*Document segment*:
* start *

The current higher education landscape is replete with demands for improving accountability, increasing efficiency, and controlling costs. At the same time, information technologies make it easier to collect and analyze information to measure outcomes or to assist in decision making. Consequently, there is a higher demand for better information and also a never-before-available supply of data. This corresponding increase in both supply and demand creates the perfect storm for higher education to move into a new era of analytics. However, in a recent discussion session about the legal issues and campus policy dimensions for analytics, one participant joked: "This is where analytics efforts on campus come to die!" Although legal and policy dimensions do present considerable challenges, they should not be simply dismissed as obstacles with no solutions. Therefore, it is helpful to frame the policy context of analytics to include the policy drivers that are generating demand and the campus policy choices that should be guiding campus practice.
Internal and external forces are demanding greater accountability and transparency of college and university finances and operations. Policy-makers at the federal and state levels are expecting answers to questions: How are taxpayers' dollars used? What is the impact of public investment in higher education? Are there ways to reduce costs and keep college affordable? Are institutions retaining students and ensuring that they complete college? There are also efforts to track individual students' progress along the educational continuum—from K–12 to postsecondary education to employment—through the use of state longitudinal data systems. Increasing emphasis on learning outcomes requires that we identify measures of progress and develop better mechanisms to assess learning. Data helps to unlock the mystery about college costs, learning outcomes, institutional effectiveness, and other performance indicators.
In most cases, this data is collected, analyzed, and reported to satisfy regulatory requirements and is often viewed as a bureaucratic intrusion upon institutional autonomy. Yet there is also an increasing recognition of the inherent value of data-informed decisions and the power of information technologies to create dashboards, infographics, or other snapshot views to keep governing boards, campus administrators, and faculty informed in a variety of areas—which in turn can help them spot early signs of trouble where intervention may be necessary. A key component of an analytics program is first to identify the policy questions to be answered and then to engage in a risk-management exercise, including a cost/benefit analysis, to determine if analytics will provide the answers or feedback needed.
Creating a culture of evidence on campus requires clear policies and processes with respect to the use of data. A key component of a solid analytics program is a system that is built on trust and normalized processes, transcending individual personalities or arbitrary decision making. A holistic approach to data management starts with effective governance, rational policies, and reliable procedures.
Data Governance. The most important step that any campus can take is to create a comprehensive data-governance structure to address all the types of data used in various situations. For example, although cloud computing or service outsourcing (with data stored or handled outside of the institution) creates unique challenges, most of the policy and process questions could be addressed through a data-governance body. Similarly, as research institutions move to apply privacy protections and security safeguards to research data in a manner similar to administrative data, they will find that including research data within the data-governance system will lead to more consistent and effective results.1
Data Classification. One of the first tasks of a data-governance body is to inventory campus data sources and create a data-classification system that sorts data into categories that identify the necessary level of protection. This process may necessarily be different for a private versus a public institution, since state laws or regulations may require that certain information be available to the public. A typical classification scheme for a public college or university might include the categories of (1) public, (2) non-public, and (3) sensitive or regulated. It is often difficult to define terms or draw lines (e.g., between "non-public" or "sensitive"), which is why some institutions have chosen more generic categories (e.g., levels 1, 2, 3). A data-classification or data-categorization exercise is a fundamental building block for an analytics program.2
Roles and Responsibilities. Once the data has been classified, it is useful to clarify roles and responsibilities. This is often accomplished by assigning roles such as data stewards or data custodians. Data stewards are usually director-level employees who have the overall responsibility for specific data sets, including the enforcement of data standards and controls and the implementation of policies such as data access. Data custodians, in contrast, do not have the same policy authority but are often the departmental employees, IT staff, or users who have access to the data. As custodians, they have corresponding responsibilities to follow policy and procedures, but they do not typically have the power to authorize access.

* end *

*Set problem 1*: Extract every row below that contains the string "wedding", treating uppercase and lowercase as distinct.

[Location-labeling records]
* start *

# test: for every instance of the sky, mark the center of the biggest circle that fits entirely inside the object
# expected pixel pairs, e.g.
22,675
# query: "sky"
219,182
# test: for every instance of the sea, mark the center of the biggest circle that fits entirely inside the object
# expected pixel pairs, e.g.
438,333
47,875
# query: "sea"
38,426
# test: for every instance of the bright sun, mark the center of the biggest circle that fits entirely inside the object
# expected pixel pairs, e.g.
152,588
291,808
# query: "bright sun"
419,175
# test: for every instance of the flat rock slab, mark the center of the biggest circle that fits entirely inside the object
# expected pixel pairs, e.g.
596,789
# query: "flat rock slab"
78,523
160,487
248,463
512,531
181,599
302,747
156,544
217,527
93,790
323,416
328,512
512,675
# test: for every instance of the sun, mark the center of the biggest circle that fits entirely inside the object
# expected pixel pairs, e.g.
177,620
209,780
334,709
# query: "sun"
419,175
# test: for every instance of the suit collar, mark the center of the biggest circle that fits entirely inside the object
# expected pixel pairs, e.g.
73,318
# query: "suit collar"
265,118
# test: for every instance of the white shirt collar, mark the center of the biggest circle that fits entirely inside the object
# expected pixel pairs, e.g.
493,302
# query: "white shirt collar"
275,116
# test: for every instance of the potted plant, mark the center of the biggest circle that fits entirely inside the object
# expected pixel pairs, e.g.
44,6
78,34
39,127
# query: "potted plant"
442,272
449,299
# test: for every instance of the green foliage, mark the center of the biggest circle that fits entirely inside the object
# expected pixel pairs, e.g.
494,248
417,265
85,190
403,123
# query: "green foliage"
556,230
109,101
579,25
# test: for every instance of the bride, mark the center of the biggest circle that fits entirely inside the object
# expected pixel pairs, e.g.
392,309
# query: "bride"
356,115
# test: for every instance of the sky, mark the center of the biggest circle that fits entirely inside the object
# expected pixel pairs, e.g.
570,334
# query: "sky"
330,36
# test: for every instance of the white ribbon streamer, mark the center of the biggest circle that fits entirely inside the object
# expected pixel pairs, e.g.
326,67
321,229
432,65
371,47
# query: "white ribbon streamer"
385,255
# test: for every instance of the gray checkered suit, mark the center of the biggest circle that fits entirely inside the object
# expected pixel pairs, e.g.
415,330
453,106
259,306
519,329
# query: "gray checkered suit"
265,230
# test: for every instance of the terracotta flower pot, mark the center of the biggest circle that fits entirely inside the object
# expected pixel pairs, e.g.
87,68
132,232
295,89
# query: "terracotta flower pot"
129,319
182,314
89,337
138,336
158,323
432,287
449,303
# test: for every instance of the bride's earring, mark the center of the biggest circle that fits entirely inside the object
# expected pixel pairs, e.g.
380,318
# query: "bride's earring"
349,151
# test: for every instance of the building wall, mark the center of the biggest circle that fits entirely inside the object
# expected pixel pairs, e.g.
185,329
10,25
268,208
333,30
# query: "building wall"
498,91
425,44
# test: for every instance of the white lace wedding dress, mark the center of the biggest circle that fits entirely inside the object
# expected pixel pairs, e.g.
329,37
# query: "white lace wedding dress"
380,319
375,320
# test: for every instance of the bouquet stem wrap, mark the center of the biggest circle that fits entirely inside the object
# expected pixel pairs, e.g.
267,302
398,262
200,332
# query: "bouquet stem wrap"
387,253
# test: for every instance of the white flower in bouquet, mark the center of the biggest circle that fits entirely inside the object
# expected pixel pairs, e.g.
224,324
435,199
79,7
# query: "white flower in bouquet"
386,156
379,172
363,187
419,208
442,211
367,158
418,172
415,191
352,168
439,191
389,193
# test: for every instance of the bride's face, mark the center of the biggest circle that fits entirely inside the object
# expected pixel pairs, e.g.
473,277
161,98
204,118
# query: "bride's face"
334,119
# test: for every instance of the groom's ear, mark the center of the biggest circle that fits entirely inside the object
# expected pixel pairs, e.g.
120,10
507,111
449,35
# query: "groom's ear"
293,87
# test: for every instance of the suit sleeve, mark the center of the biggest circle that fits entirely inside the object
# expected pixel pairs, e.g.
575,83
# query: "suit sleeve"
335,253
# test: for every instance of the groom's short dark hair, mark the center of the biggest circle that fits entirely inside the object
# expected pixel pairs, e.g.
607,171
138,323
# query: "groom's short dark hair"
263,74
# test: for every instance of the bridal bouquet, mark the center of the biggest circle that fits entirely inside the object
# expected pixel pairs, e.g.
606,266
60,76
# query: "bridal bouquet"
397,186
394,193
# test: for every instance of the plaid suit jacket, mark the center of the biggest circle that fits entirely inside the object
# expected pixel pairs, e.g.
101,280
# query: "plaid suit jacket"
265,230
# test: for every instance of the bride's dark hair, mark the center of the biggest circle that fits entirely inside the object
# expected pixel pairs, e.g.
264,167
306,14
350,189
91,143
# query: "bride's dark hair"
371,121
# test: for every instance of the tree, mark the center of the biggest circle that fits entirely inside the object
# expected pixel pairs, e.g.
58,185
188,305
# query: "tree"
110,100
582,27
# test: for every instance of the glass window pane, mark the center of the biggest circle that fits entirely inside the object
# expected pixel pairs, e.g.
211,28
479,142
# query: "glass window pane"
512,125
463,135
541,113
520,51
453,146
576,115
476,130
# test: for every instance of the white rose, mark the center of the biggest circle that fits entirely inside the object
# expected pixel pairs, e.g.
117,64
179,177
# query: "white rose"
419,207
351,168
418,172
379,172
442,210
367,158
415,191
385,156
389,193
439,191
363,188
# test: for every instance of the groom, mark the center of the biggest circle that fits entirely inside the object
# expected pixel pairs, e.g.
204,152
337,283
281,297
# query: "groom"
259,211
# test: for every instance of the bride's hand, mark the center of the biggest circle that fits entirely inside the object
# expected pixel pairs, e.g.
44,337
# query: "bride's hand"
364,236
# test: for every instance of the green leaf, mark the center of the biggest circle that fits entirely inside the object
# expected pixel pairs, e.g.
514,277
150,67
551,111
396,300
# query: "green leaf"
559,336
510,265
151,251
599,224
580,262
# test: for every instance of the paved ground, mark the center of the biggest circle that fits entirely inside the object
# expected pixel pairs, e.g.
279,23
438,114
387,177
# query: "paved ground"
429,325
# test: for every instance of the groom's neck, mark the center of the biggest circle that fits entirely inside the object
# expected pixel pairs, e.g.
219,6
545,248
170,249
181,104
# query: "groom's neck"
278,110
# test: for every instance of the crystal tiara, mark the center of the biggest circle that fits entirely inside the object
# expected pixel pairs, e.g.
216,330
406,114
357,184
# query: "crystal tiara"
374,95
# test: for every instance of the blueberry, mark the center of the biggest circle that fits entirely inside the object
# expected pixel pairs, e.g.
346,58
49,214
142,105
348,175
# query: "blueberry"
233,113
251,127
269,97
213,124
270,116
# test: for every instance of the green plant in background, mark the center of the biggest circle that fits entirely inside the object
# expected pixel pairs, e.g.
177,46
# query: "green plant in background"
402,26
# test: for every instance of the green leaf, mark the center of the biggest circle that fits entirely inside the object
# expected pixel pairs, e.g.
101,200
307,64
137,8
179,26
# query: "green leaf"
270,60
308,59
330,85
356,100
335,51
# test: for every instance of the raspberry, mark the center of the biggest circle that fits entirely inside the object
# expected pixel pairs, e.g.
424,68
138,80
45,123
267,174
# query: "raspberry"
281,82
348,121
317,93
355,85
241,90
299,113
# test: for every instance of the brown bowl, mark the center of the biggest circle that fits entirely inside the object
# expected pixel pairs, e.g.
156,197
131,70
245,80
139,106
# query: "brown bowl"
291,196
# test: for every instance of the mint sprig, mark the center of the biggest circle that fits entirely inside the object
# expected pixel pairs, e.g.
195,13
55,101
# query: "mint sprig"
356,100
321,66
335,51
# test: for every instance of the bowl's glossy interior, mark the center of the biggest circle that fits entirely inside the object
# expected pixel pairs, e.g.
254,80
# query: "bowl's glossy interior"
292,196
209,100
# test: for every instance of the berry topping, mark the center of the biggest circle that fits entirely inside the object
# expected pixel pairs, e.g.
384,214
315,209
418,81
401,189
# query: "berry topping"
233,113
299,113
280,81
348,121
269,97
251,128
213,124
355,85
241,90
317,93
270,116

* end *

*Set problem 2*:
Answer these questions using the passage on campus analytics policy:
(a) What three categories might a typical data-classification scheme for a public college or university include?
(b) What level of employee are data stewards usually?
(c) With what three things does a holistic approach to data management start?

*Problem solution 1*:
# test: for every instance of the white lace wedding dress, mark the center of the biggest circle that fits entirely inside the object
# query: "white lace wedding dress"

*Problem solution 2*:
(a) Public, non-public, and sensitive or regulated.
(b) Director-level employees.
(c) Effective governance, rational policies, and reliable procedures.